課題文
人生100年時代――。シニア世代はこれからの重要な働き手になると同時に、いわゆる「健康寿命」の延伸も求められる。「老後2000万円」の報告書が記憶に新しい資産形成問題も相まって、高齢者の活躍する経済圏は今後一段と膨らみそうだ。直近では健康関連産業に属する企業の株式を投資対象とする「ニッセイ健康応援ファンド」の購入受け付けが再開されるなど、マーケットも一段と盛り上がりつつある。株式新聞では狙い目の3銘柄を特選した。
コシダカHD――高齢者を健康支援、「カーブス」上場へ
コシダカホールディングス(2157)はカラオケルームや女性向けのフィットネスの「カーブス」、温浴事業などを展開する。2009年に買収したカーブスはシニア層の利用が多く、60代以上が多くを占める。高齢者の健康志向の高まりは強烈な追い風だ。
カーブスは予約不要で1回30分という気軽さが受け、売上高は前8月期に280億円(前期比0.4%増)と5年前の2倍に拡大している。コシダカHDはカーブス事業をスピンオフ(分離・独立)し、子会社カーブスホールディングスを来年3月にIPO(新規上場)する計画を打ち出しているが、コシダカHDの株主には1株当たりカーブス株1株が現物配当される。
株価はスピンオフの発表後に一時的に調整したものの、その後は切り返しの動きに転じている。カラオケ事業も高齢者の客層は大きい。男性向けフィットネスも順調に立ち上がり、相場は新局面入りが期待される。
XNET――老後資金の形成支援、下値切り上げ
高齢者にとって健康と並ぶ大きな課題の一つが老後資金だ。そこで注目を集めているのが、「個人向け信託」。IT会社のエックスネット(=XNET、4762)はこの管理システムを提供する。

データ
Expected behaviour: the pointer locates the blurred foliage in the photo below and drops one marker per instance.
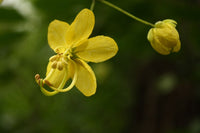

課題 1
課題文の「カーブスは予約不要で」で始まる段落を、主な事実を残したまま箇条書きにまとめること。
課題 2
シニア関連の注目銘柄を紹介する課題文を、最後の文の後から書き継ぐこと。
データの各行は課題文とは関係がない。

解答例 1
- カーブスは予約不要で1回30分という気軽さが受けている
- 売上高は前8月期に280億円（前期比0.4%増）で、5年前の2倍に拡大した
- コシダカHDはカーブス事業をスピンオフし、子会社カーブスホールディングスを来年3月にIPOする計画だ
- コシダカHDの株主には1株当たりカーブス株1株が現物配当される

解答例 2
個人向け信託は、専門家が資産を管理し運用する投資信託から、資産を子や孫に継承する遺言代用、学費を積み立てる教育資金信託まで総合的に資産の形成や活用を支援する。メガバンクや地銀が近年力を入れて、XNETは今3月期に鹿児島銀行や西日本シティ銀行などへのシステムを相次いで提供した。
XNETの第1四半期の営業利益(非連結)は1.5億円(前年同期比5%減)と伸び悩んだものの、一時的な費用増によるもの。株価は昨年末を底に下値を切り上げるトレンドを維持している。
キャリア――シニア派遣追い風、介護分野も国策乗る
政府は公的年金の受け取り開始時期の選択幅を75歳まで広げる案を検討するなど、高齢者を有力な労働の担い手ととらえている。就労支援も進める方針で、シニア派遣のキャリア(6198・M)は商機が拡大する。
キャリアはシニア層の就労支援にいち早く注力し、実績を積み重ねてきた。特徴を理解し、雇用側にもメリットをもたらす業務フローの改善案を提供することで採用促進を図ってきた。従来のデスクワークから、ビルメンテナンスなどへ業種の領域を広げている。
同社は介護士の人材紹介も手掛ける。この分野も人手不足が深刻で、求人倍率は4倍を超えると言われている。政府は介護職への就職も後押しするため、高齢者支援と両軸で国策の恩恵を受けそうだ。株価は長らく上値を押さえてきた26週移動平均線を突破し、13・26週線のゴールデンクロスも迫る。(10月18日株式新聞掲載記事)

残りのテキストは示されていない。